(Saved entries)
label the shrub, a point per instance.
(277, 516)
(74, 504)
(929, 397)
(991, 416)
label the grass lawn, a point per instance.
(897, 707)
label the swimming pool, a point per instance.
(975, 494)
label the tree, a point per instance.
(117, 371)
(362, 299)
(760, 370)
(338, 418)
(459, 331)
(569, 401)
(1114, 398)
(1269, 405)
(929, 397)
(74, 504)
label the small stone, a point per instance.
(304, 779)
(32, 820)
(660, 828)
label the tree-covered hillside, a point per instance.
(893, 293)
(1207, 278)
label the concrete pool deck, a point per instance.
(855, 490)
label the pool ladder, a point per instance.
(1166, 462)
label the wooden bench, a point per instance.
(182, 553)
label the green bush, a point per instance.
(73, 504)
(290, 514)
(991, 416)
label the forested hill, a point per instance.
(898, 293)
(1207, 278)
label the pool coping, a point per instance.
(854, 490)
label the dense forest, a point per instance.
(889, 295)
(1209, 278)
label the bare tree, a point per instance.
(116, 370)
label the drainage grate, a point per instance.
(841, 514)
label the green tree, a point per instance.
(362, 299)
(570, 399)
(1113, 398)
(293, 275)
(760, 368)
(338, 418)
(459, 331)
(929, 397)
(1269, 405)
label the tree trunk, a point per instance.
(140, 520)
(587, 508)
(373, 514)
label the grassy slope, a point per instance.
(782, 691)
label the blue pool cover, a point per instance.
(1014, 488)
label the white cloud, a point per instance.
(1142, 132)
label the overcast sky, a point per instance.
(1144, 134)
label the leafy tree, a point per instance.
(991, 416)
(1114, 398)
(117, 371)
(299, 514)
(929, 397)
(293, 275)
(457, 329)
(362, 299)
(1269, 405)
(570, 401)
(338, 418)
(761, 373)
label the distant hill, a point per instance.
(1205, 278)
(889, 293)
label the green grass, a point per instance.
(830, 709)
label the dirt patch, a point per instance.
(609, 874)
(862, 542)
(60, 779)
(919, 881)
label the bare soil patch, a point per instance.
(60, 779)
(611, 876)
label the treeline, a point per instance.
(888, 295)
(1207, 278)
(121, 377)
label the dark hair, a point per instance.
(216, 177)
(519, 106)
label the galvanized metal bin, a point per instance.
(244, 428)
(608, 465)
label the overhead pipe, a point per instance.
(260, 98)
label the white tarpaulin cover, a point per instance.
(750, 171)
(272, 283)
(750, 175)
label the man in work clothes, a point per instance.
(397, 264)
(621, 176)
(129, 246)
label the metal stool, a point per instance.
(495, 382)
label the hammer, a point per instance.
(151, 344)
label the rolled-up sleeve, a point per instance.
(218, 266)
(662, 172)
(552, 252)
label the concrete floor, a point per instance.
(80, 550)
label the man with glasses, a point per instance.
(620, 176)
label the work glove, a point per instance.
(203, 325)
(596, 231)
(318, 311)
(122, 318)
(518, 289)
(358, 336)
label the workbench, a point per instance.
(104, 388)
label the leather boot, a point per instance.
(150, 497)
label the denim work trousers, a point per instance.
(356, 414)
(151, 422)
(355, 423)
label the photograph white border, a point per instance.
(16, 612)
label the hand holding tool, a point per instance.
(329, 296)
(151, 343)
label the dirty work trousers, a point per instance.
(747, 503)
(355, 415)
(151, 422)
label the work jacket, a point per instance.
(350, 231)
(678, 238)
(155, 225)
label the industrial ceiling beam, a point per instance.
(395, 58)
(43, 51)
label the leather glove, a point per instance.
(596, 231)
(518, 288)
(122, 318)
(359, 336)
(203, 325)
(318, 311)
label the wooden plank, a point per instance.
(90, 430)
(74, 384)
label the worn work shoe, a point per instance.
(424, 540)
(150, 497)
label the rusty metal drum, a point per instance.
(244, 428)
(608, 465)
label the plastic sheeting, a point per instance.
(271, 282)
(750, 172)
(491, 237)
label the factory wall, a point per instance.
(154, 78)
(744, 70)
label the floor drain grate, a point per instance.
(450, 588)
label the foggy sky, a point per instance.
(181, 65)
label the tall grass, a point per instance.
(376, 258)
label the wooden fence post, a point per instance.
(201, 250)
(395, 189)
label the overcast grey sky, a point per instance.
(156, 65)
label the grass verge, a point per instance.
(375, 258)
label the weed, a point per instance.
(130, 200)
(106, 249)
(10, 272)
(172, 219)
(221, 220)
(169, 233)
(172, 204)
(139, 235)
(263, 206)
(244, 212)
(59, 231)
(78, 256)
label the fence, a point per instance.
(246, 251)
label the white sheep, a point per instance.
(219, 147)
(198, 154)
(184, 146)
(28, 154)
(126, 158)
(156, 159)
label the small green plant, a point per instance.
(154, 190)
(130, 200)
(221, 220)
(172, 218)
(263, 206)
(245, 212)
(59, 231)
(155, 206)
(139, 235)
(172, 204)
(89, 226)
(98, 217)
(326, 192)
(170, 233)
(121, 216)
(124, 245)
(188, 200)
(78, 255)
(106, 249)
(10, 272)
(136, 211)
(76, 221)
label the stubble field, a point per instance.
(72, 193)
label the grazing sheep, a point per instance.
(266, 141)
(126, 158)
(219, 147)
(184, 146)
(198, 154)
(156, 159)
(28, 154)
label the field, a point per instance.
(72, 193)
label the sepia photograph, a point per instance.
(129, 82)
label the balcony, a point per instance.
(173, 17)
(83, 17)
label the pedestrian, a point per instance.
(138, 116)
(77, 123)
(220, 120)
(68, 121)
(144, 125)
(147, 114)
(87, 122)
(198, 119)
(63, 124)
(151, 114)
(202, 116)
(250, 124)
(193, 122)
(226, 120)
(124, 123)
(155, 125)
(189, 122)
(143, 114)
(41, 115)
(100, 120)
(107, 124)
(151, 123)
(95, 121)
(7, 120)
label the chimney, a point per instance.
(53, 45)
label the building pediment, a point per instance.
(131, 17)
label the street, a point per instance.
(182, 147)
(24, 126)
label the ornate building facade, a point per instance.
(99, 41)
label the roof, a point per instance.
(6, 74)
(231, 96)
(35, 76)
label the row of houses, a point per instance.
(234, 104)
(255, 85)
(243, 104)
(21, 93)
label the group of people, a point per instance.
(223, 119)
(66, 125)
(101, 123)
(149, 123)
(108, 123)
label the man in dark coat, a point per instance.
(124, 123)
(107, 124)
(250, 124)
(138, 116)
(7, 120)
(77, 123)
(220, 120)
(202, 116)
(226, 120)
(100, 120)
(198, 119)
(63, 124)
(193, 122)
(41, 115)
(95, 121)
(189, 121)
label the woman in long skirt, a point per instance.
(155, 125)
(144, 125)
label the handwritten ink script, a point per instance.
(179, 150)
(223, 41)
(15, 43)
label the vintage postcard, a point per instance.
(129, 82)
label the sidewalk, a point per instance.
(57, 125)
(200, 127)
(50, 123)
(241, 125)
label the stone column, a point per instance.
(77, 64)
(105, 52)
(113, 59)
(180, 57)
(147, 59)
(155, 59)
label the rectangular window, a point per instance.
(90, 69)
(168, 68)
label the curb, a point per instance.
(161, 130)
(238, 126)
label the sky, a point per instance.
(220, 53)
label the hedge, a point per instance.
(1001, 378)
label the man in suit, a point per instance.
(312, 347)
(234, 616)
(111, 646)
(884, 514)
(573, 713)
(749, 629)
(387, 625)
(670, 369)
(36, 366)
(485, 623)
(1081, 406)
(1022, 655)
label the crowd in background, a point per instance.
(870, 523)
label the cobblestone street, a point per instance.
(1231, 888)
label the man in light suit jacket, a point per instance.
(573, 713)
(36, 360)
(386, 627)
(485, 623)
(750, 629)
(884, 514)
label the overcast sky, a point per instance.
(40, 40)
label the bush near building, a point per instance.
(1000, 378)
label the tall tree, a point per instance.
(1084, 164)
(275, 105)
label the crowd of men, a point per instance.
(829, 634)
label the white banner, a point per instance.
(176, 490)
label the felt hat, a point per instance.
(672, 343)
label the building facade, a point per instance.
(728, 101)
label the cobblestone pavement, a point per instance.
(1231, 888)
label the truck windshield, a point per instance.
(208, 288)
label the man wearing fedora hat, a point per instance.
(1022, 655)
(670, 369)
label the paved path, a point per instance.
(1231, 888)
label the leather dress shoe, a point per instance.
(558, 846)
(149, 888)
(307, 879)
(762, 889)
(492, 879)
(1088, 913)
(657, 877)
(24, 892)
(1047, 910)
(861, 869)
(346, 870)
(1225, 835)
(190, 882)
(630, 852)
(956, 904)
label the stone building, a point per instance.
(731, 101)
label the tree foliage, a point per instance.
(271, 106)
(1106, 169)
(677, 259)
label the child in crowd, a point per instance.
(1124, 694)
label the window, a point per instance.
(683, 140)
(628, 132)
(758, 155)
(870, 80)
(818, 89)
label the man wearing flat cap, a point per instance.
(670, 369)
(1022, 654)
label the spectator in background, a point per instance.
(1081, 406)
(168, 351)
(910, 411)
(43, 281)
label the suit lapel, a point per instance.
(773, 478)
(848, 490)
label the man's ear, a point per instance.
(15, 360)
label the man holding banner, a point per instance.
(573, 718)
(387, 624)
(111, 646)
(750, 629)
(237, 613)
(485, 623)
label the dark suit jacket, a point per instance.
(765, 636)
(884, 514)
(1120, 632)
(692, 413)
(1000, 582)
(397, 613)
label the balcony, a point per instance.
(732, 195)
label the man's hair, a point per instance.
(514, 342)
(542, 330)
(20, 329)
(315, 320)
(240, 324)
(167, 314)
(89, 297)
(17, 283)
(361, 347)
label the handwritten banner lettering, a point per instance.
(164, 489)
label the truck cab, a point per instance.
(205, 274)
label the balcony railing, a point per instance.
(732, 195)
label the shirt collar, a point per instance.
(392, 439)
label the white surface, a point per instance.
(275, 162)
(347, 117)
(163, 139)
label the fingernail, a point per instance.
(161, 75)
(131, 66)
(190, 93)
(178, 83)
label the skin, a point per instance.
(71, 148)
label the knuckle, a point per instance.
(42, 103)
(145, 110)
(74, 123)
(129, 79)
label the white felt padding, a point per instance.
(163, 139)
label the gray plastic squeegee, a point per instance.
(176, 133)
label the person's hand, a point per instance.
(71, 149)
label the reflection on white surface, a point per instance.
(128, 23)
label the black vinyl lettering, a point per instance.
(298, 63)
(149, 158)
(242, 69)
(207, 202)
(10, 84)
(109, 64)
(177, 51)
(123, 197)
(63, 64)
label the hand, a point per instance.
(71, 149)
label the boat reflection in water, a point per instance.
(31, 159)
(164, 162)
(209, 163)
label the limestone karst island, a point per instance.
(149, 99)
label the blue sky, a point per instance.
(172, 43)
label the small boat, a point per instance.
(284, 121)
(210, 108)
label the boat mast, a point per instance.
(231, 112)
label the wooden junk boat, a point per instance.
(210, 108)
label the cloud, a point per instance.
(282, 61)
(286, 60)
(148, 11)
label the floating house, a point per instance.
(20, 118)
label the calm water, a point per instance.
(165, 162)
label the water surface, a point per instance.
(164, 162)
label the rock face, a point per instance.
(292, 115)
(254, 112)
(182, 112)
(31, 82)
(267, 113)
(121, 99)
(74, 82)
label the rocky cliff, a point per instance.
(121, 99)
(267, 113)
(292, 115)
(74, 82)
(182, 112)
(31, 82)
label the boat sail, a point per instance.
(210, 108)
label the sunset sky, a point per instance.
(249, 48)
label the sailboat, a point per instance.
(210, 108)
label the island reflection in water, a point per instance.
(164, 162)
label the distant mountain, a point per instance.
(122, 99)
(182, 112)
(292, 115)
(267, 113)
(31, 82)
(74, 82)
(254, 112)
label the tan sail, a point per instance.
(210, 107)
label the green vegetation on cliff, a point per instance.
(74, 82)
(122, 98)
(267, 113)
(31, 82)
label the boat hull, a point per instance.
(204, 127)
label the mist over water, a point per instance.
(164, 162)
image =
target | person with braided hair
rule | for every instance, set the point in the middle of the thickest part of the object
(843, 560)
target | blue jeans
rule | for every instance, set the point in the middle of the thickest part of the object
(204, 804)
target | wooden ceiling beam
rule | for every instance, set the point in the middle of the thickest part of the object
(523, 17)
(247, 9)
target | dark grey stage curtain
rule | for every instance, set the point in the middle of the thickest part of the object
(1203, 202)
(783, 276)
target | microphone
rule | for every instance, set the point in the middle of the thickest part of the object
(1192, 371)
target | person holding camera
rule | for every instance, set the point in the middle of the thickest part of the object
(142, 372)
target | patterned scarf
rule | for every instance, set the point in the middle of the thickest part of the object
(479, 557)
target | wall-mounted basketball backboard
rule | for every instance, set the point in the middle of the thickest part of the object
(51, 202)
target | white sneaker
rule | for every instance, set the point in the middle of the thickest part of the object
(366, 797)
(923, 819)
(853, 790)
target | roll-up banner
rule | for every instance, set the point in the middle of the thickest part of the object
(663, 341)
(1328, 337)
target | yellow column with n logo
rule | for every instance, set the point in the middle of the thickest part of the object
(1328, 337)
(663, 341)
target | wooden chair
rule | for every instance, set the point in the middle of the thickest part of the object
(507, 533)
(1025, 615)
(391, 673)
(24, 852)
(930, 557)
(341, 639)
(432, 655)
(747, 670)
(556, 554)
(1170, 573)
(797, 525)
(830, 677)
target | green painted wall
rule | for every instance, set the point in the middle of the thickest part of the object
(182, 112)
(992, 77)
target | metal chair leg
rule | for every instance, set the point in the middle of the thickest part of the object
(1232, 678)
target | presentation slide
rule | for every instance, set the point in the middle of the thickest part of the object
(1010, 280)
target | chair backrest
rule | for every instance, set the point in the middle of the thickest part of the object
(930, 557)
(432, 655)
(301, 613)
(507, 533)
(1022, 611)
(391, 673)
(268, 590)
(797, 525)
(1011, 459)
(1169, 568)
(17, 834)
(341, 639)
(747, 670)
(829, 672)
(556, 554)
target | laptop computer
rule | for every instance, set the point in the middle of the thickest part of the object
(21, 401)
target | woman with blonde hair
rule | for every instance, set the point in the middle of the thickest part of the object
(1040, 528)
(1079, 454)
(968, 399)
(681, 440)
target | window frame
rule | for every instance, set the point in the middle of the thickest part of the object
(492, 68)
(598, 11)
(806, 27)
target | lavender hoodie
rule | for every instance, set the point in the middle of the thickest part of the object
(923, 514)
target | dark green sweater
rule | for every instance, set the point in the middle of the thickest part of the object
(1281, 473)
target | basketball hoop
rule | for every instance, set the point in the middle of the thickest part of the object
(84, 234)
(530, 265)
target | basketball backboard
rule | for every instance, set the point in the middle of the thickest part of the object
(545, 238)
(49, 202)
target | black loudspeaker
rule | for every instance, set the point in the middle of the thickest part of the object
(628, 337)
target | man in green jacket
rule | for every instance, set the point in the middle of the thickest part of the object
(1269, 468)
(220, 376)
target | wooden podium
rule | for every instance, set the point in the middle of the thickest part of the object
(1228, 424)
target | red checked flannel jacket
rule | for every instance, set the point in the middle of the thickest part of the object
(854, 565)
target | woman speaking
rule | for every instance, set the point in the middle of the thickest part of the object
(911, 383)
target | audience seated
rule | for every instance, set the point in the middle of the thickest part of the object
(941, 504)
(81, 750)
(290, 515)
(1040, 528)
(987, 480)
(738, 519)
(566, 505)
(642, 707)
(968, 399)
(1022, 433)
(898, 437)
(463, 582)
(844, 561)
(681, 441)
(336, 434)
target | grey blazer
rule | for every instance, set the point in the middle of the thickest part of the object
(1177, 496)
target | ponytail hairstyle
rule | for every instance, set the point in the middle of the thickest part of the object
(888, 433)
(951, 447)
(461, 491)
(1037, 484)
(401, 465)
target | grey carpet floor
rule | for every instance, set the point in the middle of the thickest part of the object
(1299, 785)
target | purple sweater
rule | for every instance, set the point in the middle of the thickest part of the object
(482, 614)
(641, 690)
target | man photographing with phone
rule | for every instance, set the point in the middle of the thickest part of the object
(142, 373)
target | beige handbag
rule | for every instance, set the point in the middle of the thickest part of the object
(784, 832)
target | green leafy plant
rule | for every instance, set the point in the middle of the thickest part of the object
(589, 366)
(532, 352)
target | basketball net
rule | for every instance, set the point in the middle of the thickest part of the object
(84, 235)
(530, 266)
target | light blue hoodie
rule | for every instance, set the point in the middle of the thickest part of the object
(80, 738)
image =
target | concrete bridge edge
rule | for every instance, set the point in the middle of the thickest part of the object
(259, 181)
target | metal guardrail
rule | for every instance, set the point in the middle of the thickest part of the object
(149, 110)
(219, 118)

## [About this exercise]
Filter the records above for lines containing the word "backboard", and copy those lines.

## [Solved problem]
target | wall-mounted basketball backboard
target | basketball backboard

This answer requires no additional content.